** start of DATA SHOWN **
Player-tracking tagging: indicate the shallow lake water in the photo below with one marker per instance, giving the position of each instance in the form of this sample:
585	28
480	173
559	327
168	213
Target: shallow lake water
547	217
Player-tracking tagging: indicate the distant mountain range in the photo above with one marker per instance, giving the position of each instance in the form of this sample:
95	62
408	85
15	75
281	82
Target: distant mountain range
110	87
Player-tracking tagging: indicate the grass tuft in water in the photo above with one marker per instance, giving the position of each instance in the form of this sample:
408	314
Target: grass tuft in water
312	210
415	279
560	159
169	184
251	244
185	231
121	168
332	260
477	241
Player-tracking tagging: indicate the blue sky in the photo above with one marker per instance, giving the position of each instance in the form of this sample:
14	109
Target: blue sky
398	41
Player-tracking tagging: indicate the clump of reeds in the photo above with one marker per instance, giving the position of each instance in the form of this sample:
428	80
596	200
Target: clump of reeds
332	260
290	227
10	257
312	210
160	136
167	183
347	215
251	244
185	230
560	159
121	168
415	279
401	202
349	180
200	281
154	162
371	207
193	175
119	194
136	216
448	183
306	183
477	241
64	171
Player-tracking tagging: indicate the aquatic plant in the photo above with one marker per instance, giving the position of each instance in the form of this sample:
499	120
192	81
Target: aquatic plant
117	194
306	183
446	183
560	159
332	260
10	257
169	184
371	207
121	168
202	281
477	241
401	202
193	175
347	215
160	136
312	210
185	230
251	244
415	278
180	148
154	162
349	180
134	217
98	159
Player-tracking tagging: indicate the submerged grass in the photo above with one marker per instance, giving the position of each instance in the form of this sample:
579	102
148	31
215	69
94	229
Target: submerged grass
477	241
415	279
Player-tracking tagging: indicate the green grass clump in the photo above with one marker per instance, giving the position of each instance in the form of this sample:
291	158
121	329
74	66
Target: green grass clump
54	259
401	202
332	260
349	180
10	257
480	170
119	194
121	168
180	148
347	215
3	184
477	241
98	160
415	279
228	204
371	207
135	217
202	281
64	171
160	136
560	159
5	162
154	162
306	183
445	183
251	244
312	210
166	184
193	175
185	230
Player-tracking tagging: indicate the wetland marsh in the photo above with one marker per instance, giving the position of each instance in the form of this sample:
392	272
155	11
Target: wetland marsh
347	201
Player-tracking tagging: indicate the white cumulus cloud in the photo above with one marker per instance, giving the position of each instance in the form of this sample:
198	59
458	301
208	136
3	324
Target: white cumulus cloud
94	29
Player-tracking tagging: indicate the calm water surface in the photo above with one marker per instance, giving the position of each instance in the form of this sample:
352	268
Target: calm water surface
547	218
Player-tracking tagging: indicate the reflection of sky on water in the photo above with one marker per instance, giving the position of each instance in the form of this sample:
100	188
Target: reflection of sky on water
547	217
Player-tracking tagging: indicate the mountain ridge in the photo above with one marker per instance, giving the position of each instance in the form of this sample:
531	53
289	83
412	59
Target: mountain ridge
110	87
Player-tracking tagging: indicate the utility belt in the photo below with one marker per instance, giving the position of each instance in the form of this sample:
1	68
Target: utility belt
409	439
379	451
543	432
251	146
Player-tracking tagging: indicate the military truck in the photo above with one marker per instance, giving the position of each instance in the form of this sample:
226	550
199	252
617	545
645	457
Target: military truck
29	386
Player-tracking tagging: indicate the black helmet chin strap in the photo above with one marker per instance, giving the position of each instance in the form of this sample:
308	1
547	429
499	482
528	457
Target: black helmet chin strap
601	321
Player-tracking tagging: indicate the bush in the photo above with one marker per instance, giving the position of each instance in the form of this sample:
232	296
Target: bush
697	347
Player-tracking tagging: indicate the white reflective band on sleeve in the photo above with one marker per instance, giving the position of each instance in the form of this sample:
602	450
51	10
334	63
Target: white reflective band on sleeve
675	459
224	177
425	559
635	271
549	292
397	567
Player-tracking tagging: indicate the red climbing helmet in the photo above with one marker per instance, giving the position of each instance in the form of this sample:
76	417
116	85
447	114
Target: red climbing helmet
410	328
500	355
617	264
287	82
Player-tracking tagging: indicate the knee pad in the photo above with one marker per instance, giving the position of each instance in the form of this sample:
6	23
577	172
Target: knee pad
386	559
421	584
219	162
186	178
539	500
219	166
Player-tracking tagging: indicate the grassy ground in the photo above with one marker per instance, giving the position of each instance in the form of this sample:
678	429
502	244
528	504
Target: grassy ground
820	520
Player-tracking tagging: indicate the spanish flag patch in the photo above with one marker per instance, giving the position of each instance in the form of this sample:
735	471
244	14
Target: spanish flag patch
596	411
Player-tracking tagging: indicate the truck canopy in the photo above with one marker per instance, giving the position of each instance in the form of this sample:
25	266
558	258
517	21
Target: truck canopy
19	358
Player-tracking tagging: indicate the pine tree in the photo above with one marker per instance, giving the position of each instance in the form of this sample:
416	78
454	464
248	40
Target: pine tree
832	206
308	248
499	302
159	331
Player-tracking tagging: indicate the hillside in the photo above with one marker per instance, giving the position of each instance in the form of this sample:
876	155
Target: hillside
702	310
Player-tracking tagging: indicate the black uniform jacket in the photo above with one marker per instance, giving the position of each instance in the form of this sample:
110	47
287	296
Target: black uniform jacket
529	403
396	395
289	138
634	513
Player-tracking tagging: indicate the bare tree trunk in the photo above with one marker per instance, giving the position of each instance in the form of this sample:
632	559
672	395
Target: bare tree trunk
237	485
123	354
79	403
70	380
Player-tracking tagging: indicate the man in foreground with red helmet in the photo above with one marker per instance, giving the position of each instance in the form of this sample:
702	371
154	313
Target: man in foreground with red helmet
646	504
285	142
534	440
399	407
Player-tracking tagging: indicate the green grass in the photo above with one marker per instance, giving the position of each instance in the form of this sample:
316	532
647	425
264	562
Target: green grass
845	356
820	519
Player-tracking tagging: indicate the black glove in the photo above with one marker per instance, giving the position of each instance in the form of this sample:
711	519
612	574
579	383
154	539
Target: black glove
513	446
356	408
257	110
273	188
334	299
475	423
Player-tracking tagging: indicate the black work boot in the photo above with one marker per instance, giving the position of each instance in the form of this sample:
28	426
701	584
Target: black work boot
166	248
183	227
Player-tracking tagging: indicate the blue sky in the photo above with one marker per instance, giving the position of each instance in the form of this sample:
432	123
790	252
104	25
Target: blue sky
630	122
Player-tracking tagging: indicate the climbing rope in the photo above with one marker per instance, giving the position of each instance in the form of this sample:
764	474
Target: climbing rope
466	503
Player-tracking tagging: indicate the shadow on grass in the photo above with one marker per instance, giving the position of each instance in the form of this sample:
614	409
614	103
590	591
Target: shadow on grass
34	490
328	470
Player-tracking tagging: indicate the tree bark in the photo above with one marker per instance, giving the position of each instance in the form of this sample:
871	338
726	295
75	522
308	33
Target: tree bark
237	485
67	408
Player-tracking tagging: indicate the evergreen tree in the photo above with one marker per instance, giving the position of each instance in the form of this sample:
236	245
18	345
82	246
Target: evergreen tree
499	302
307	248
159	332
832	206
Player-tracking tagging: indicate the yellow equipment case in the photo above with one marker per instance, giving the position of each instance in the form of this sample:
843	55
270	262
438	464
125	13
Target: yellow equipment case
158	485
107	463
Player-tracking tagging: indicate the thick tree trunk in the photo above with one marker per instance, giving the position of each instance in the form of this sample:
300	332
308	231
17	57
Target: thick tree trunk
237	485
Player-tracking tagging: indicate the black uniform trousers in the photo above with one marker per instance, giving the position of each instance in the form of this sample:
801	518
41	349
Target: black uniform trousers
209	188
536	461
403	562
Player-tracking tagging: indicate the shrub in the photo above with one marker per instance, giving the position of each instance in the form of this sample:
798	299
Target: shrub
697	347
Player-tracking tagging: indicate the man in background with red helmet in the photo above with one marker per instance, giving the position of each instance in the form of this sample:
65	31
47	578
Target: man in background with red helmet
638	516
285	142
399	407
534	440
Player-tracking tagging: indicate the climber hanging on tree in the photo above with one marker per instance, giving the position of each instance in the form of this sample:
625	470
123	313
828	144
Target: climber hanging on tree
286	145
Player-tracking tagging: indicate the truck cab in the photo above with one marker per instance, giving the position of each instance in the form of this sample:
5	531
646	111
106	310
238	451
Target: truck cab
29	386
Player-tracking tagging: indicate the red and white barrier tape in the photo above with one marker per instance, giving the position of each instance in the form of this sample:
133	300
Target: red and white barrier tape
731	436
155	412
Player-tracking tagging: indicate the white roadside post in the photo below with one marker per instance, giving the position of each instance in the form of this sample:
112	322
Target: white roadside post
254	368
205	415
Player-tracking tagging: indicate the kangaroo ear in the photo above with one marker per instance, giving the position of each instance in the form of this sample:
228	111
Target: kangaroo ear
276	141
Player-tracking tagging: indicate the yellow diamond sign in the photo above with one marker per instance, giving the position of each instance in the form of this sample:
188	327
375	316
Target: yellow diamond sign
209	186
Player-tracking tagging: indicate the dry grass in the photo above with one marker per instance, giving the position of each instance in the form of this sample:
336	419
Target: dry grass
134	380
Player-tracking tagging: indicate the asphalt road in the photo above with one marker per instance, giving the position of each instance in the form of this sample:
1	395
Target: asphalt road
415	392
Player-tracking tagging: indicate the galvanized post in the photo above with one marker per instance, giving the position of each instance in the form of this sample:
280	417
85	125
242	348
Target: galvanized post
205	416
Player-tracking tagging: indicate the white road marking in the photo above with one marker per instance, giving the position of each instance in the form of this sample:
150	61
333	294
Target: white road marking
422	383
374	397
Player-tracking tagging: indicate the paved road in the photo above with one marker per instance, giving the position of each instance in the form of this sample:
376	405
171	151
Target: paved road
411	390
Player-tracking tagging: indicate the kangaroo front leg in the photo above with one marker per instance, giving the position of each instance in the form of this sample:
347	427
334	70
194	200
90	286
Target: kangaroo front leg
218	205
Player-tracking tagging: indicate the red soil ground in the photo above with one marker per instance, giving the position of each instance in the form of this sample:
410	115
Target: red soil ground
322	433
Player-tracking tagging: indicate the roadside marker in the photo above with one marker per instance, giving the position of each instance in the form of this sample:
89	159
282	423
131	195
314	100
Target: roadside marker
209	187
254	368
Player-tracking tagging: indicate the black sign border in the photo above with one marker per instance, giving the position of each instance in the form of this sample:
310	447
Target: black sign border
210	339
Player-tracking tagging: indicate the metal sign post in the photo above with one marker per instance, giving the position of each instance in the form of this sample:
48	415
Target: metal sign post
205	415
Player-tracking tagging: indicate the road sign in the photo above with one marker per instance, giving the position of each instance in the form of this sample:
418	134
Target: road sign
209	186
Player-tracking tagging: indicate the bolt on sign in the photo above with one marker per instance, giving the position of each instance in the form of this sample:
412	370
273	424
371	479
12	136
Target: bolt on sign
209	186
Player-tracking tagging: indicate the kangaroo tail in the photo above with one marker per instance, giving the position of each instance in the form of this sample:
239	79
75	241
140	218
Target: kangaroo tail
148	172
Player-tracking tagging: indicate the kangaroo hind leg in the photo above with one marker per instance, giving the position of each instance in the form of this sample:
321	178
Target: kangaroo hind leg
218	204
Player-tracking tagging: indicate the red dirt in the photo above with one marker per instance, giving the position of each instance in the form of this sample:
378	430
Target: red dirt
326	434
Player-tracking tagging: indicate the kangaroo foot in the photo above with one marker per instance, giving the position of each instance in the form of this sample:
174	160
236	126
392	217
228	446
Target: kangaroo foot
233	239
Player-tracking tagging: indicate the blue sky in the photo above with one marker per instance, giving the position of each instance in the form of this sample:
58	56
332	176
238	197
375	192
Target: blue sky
** end of DATA SHOWN **
» **WHAT THE TASK ASKS**
In the listing above, find the line containing "Player-tracking tagging: indicate the red dirt", then reproduce it and each line after it through the end, exactly and with nothing added.

» **ANSWER TO THE TASK**
Player-tracking tagging: indicate the red dirt in the photo above with one marker per instance, giving the position of each instance in the form of this sample:
378	430
Target: red dirt
326	434
Player-tracking tagging: indicate the kangaroo foot in the photo above with one marker per instance, giving the position of each instance in the form of this sample:
174	160
236	126
392	217
228	446
Target: kangaroo foot
233	239
Player-tracking tagging: indicate the blue sky in the photo above with one marker per instance, giving the position of each instance in the form of this sample:
58	56
332	176
238	197
375	192
Target: blue sky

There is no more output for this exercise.